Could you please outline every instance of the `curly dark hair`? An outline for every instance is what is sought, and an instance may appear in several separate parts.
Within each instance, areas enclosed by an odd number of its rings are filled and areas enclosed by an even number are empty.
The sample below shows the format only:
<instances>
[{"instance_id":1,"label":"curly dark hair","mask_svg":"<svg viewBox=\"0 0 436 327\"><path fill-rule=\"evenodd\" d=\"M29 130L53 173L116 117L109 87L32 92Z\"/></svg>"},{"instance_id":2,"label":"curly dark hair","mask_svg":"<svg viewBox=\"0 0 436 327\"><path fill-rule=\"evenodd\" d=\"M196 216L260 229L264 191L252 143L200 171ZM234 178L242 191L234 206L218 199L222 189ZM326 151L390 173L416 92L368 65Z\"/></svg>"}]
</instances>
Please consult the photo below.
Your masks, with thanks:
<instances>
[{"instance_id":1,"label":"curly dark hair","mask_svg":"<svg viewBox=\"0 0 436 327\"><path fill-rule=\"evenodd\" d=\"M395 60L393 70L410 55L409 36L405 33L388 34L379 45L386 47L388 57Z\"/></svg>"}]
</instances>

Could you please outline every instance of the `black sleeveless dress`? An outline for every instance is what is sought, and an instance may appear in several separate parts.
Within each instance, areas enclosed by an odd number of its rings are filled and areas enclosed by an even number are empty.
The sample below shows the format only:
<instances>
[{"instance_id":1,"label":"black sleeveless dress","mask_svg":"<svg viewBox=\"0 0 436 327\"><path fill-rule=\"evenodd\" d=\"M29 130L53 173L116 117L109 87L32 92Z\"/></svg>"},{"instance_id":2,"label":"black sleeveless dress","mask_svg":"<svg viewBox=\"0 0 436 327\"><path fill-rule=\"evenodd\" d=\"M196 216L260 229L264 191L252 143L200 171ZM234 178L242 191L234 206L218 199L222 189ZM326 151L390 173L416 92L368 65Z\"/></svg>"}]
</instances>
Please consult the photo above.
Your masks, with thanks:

Exercise requirements: Copy out all of the records above word for word, keeping every line unchanged and in its original order.

Exercise solution:
Could you please outline every instance of the `curly dark hair`? An outline for every instance is what is sought, and an instance may appear in several separate parts.
Within each instance, areas enclosed by an odd number of its rings are filled and areas enclosed by an even number are empty.
The sample below shows the format only:
<instances>
[{"instance_id":1,"label":"curly dark hair","mask_svg":"<svg viewBox=\"0 0 436 327\"><path fill-rule=\"evenodd\" d=\"M29 130L53 173L116 117L109 87L32 92Z\"/></svg>"},{"instance_id":2,"label":"curly dark hair","mask_svg":"<svg viewBox=\"0 0 436 327\"><path fill-rule=\"evenodd\" d=\"M196 216L260 229L264 191L252 143L200 171ZM234 178L242 191L234 206L218 199L222 189ZM326 151L390 173L416 92L368 65Z\"/></svg>"}]
</instances>
Please consult the photo below.
Your masks, with thanks:
<instances>
[{"instance_id":1,"label":"curly dark hair","mask_svg":"<svg viewBox=\"0 0 436 327\"><path fill-rule=\"evenodd\" d=\"M395 60L393 70L410 55L409 36L405 33L388 34L379 45L386 47L388 57Z\"/></svg>"}]
</instances>

Could you please outline every instance of the `black sleeveless dress`? An outline for every instance is what is sought, and an instance may appear in several separate parts.
Within each instance, areas enclosed by an odd number of its rings are filled and areas enclosed by an even number are empty.
The sample below shows the format only:
<instances>
[{"instance_id":1,"label":"black sleeveless dress","mask_svg":"<svg viewBox=\"0 0 436 327\"><path fill-rule=\"evenodd\" d=\"M29 130L53 173L116 117L109 87L32 92Z\"/></svg>"},{"instance_id":2,"label":"black sleeveless dress","mask_svg":"<svg viewBox=\"0 0 436 327\"><path fill-rule=\"evenodd\" d=\"M196 216L260 229L264 191L252 143L200 171ZM234 178L242 191L234 206L218 199L222 189ZM326 151L390 173L416 92L368 65Z\"/></svg>"}]
</instances>
Please consult the photo above.
Your masks, with thanks:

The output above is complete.